--- START DATA TO PROCESS ---
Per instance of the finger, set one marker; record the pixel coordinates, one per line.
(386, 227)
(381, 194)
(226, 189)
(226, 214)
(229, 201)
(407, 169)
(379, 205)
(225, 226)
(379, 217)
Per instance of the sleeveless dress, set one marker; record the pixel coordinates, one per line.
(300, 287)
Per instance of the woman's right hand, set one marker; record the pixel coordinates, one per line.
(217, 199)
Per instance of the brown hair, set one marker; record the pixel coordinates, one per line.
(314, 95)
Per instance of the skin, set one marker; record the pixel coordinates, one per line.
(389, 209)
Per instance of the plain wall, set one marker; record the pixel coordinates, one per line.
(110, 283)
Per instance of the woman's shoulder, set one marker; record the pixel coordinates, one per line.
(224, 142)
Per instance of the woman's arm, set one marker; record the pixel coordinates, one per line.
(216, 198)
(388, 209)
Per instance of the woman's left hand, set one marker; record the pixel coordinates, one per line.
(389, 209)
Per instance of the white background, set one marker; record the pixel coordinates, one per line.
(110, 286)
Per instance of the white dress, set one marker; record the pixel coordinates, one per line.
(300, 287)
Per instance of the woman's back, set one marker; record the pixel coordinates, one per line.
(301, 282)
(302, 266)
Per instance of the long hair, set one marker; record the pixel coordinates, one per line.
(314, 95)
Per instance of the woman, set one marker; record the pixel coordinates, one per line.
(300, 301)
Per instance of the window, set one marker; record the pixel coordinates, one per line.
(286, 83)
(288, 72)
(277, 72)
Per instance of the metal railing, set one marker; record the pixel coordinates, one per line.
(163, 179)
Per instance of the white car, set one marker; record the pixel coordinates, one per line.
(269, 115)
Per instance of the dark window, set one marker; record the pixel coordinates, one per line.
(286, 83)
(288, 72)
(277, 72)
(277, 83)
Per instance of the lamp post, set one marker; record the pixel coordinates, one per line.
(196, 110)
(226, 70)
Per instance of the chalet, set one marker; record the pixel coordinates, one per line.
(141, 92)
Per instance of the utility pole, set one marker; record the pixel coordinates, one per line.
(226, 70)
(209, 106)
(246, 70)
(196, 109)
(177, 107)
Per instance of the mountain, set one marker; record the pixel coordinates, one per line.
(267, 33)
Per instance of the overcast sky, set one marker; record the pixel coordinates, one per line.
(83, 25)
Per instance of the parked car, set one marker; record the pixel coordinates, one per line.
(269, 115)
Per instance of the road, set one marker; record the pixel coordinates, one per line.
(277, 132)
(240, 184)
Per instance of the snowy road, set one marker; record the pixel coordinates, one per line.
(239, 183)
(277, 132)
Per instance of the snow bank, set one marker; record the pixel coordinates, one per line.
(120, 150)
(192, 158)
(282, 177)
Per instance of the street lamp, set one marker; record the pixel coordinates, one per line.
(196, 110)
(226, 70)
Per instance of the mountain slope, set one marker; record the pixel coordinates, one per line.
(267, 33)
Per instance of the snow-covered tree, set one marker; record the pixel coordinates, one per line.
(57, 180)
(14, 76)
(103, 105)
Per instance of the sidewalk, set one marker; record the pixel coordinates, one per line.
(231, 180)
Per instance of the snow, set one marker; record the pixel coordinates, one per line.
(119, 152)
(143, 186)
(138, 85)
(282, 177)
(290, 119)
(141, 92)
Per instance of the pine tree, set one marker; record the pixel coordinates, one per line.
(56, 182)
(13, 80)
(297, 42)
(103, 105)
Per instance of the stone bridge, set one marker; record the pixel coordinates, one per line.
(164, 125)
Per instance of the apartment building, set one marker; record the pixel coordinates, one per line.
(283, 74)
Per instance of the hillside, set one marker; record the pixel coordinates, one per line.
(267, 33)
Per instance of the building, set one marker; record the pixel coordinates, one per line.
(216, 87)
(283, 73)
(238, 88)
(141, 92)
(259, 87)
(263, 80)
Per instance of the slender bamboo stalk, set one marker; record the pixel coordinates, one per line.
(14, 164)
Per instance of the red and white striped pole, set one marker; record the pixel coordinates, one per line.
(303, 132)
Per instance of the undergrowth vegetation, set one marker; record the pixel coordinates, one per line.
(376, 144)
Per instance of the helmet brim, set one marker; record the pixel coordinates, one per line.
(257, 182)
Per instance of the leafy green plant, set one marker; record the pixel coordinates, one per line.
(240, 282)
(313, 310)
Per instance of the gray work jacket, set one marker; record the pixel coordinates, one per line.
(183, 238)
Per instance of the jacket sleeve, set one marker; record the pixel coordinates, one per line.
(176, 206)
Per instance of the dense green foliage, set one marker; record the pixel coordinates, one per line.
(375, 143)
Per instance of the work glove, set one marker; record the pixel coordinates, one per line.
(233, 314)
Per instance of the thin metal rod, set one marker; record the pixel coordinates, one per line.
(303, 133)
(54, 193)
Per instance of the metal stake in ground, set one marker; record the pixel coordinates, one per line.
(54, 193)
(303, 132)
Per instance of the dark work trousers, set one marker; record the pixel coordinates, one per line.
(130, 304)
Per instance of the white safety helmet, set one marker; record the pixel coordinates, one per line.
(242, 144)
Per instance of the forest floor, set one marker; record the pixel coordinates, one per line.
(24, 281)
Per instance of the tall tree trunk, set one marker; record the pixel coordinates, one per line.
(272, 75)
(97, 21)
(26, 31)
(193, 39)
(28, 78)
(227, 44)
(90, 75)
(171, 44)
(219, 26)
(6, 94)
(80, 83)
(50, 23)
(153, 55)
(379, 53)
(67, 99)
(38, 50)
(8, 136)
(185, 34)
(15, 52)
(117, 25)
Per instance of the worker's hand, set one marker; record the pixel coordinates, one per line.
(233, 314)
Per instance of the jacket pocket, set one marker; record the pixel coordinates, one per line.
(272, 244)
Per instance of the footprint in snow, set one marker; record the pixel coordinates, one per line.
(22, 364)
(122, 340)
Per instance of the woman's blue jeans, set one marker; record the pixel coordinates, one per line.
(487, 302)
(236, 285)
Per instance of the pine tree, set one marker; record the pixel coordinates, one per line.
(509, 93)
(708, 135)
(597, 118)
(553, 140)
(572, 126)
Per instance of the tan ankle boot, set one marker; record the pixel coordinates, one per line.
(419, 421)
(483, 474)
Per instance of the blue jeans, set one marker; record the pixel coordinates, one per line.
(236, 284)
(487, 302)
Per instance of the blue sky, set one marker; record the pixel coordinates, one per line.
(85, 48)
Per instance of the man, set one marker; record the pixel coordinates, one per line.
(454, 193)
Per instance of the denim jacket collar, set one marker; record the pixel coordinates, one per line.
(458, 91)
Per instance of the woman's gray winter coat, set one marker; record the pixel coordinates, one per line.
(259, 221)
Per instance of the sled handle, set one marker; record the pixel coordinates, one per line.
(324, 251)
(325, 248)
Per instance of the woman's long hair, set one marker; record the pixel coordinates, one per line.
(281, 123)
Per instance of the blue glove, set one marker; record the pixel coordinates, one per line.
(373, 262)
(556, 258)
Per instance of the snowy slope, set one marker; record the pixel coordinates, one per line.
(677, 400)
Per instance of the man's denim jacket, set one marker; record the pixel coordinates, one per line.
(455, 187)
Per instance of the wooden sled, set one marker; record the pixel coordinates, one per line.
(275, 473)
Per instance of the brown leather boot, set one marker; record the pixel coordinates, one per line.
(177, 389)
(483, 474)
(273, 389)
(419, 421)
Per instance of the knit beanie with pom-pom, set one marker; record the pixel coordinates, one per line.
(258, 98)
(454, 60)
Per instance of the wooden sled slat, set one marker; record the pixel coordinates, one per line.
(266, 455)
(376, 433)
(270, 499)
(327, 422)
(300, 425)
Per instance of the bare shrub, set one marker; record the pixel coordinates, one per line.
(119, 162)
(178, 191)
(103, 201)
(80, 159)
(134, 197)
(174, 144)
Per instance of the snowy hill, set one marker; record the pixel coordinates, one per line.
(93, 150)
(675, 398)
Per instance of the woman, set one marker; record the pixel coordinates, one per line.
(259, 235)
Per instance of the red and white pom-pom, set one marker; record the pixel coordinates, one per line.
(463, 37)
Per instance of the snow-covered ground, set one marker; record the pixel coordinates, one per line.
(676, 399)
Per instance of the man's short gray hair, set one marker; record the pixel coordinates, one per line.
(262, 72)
--- END DATA TO PROCESS ---
YOUR INSTRUCTIONS
Only the lines from the one with "Per instance of the man's denim" through the end of the material are wanted; copy them exactly, both ends included.

REPLY
Per instance of the man's denim jacket, set one marker; record the pixel coordinates, one per line.
(455, 187)
Per instance of the wooden sled, set one marker; record the pixel coordinates, one per line.
(275, 473)
Per instance of the brown leather boot, set one marker; record the pixel coordinates, one per line.
(177, 389)
(483, 474)
(273, 389)
(419, 421)
Per instance of the knit beanie with pom-pom, set one marker; record the pixel coordinates, one per line.
(258, 98)
(454, 60)
Per instance of the wooden sled slat, set one marker; record the pixel coordinates, one per line.
(266, 455)
(376, 433)
(270, 499)
(327, 422)
(300, 425)
Per instance of the bare shrub, set one marker; record the pixel coordinates, one per line.
(119, 162)
(178, 191)
(103, 201)
(80, 159)
(134, 197)
(174, 144)
Per instance of the snowy hill, set one marker; record the pixel coordinates, one per line.
(93, 150)
(675, 398)
Per instance of the woman, set one marker; record the pixel coordinates, one per line.
(259, 235)
Per instance of the red and white pom-pom, set one marker; record the pixel coordinates, one per line.
(463, 37)
Per instance of the snow-covered ground, set one marker; record the pixel coordinates, one per line.
(676, 399)
Per instance of the man's short gray hair, set one marker; record the pixel coordinates, one per line.
(262, 72)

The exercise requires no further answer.